### [任务要求]
列出下方条目中含有“bicycle”一词的每一行。
++++
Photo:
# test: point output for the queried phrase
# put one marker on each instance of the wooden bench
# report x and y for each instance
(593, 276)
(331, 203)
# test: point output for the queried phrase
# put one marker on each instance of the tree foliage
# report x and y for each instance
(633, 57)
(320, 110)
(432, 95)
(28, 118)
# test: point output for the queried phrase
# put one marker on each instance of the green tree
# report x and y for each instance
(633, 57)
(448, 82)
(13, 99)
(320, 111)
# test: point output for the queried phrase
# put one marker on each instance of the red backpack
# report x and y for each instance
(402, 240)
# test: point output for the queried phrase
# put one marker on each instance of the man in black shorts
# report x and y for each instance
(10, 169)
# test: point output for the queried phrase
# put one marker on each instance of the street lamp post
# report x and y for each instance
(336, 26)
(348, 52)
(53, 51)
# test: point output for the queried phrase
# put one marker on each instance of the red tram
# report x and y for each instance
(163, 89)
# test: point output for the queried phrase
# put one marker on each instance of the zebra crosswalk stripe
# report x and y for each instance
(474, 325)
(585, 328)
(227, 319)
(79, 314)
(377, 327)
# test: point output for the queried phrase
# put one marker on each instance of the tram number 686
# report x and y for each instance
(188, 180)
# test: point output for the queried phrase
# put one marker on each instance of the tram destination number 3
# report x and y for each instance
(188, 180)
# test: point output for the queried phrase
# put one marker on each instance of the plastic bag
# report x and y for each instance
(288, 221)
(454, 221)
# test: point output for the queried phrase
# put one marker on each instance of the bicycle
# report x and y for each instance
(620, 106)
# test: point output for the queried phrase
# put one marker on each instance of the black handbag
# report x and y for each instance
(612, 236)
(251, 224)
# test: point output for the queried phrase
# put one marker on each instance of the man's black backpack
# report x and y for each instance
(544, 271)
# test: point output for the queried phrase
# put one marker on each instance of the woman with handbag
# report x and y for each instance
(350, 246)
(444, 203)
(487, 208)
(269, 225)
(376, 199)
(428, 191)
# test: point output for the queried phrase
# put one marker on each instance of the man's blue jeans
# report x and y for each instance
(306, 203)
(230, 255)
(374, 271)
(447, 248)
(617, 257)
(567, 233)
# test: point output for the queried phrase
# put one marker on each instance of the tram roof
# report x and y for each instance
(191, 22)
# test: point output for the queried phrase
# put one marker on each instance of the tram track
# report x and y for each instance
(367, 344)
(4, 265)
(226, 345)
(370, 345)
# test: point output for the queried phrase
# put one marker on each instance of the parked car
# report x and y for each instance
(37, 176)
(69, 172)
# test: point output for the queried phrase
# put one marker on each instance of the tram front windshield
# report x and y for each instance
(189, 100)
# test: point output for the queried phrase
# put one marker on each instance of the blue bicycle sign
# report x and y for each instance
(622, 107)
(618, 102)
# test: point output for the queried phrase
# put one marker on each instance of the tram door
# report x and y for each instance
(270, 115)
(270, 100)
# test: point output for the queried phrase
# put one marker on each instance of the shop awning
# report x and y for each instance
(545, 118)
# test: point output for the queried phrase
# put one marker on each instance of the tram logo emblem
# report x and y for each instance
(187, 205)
++++
### [最终答案]
# put one marker on each instance of the bicycle
# put one marker on each instance of the blue bicycle sign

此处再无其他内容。